> [Fragmento seleccionado]
- - - - - - -

Eva y su hermano Juan Duarte
Sin embargo, ese tránsito por la escena fue interrumpido bruscamente. En 1945, protagonizó La pródiga, su último film. En él, una mujer rica decide repartir su fortuna entre los humildes y luego se une a un hombre en libertad y respeto mutuo. El contenido parecía demasiado cercano al giro que daría su vida apenas semanas después. Cuando Perón detuvo el estreno y ordenó destruir las cintas, ya no era sólo el cine lo que se apagaba: era también la posibilidad de que Eva narrara su propia historia.
Décadas después, ese film fue recuperado. Como Mi mensaje, el último texto que escribió en vida, también ocultado por el mismo poder que decía amarla. Eva murió en 1952, con 33 años, dictando ese texto entre la fiebre y la conciencia de su final. Lo escribió desde el dolor del cuerpo enfermo y el compromiso intacto. No pidió honores. Pidió una revolución cultural. Y el poder, incluso el propio, no se lo permitió.
En Mi mensaje, renuncia una vez más: no ya al cine, al teatro o al radioteatro, sino a ser espectadora de la historia. Abandona el guión y el escenario para fundirse con el pueblo. Deja de representar para ser. Y elige un papel que no admite maquillaje: el de una mujer que arde.

La censura de La pródiga y el ocultamiento de Mi mensaje forman parte de un mismo gesto histórico: negar la potencia transformadora de una mujer que no sólo hablaba por los pobres, sino que hablaba como ellos. No representaba la pobreza: la conocía. No era la virgen ni la puta, sino la mujer peligrosa, porque había estado a ambos lados del espejo.
Porque sabía que el relato podía cambiar el mundo.
La censura de su vicepresidencia en las puteadas del pueblo (cuando el poder le daba la espalda), son la imagen de una Evita revisionada, permanentemente, desde cada rincón del presente. Ella fue el 17 de octubre, como antes fue la organización de la solidaridad por el terremoto de San Juan. Fue estratega y fue víctima de todo tipo de violencia política. De todo renunciamiento a los honores que se hizo cáncer tras un relato que la pisa.
La censura de Evita suena a desintegración de la militancia, a pérdida de esperanza, a usura sobre lo colectivo. Defenderla es recuperar la fé, por ende, entre lo vivo. Hoy más que nunca, eso que llaman militancia sin justicia ni honores es trabajo no pago. Nuestra inteligencia colectiva debe reparar sus errores.
La historia argentina, y el peronismo mismo, no siempre supieron —o no quisieron— reconocer esta etapa fundante de Eva. Tal vez porque les era más cómodo recordarla como la que “ayuda” y no como la que “actúa”. La mujer que cuida, no la que escribe. La que sufre, no la que decide. La que ama, no la que transforma.

- - - - - - -

> [Datos proporcionados]
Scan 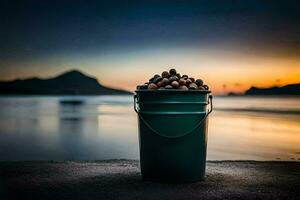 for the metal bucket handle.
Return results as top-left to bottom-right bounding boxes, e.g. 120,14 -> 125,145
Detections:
134,94 -> 213,138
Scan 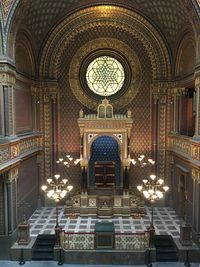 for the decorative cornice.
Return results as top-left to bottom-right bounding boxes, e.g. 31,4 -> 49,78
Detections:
40,6 -> 170,79
0,135 -> 42,174
192,168 -> 200,184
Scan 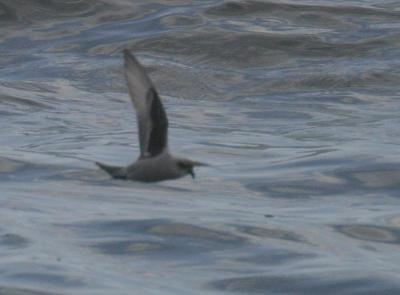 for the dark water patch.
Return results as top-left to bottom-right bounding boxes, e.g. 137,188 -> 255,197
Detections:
0,3 -> 17,24
8,272 -> 87,287
72,219 -> 247,257
0,0 -> 110,24
0,94 -> 51,111
92,241 -> 173,256
237,249 -> 317,266
0,234 -> 31,249
333,224 -> 400,245
0,286 -> 61,295
130,31 -> 394,67
245,109 -> 313,121
208,273 -> 400,295
205,1 -> 400,19
235,225 -> 307,243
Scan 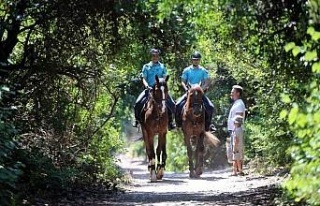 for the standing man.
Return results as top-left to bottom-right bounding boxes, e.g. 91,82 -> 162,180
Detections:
227,85 -> 246,169
176,51 -> 214,131
133,48 -> 176,130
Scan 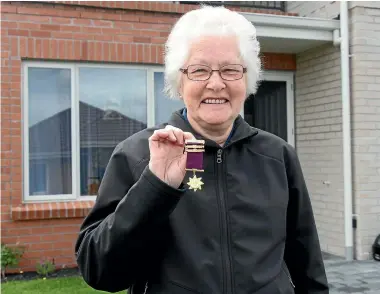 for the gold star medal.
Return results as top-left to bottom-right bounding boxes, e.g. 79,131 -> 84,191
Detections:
185,140 -> 205,192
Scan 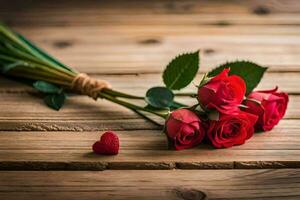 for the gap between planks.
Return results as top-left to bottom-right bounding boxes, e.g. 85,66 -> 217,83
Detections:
0,169 -> 300,200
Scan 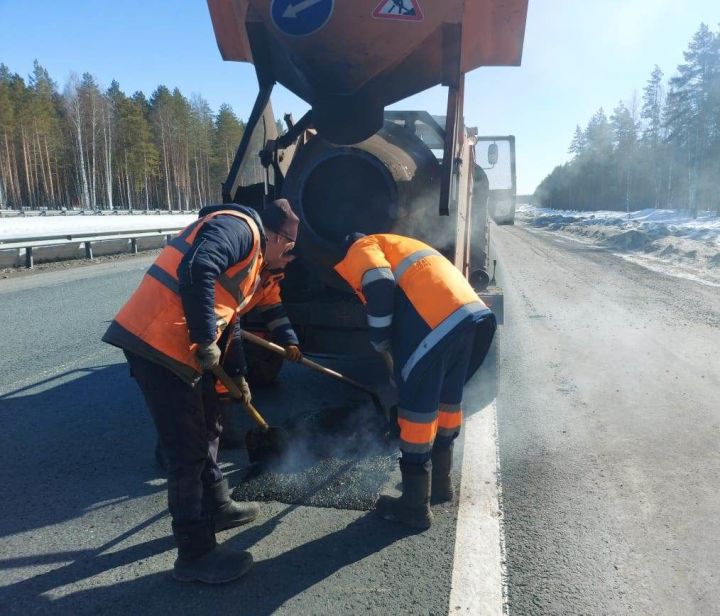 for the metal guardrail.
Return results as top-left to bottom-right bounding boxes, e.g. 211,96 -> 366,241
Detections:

- - - - - - -

> [Tareas del ejercicio]
1. Según el fragmento, ¿en qué año murió Eva y qué edad tenía?
2. Resume el fragmento en dos oraciones, por favor.
3. Explica en una o dos oraciones por qué el fragmento describe a Eva como una mujer peligrosa.

> [Respuestas]
1. Murió en 1952, con 33 años.

2. En 1945 Eva protagonizó La pródiga, su último film, cuyo estreno detuvo Perón ordenando destruir las cintas, y también fue ocultado Mi mensaje, el último texto que dictó antes de morir en 1952. Ambas censuras forman parte de un mismo gesto para negar la potencia transformadora de una mujer que hablaba como los pobres, a quien la historia argentina y el peronismo prefirieron recordar como la que ayuda y no como la que actúa.

3. Era peligrosa porque había estado a ambos lados del espejo. No representaba la pobreza, sino que la conocía, y por eso no sólo hablaba por los pobres, sino como ellos.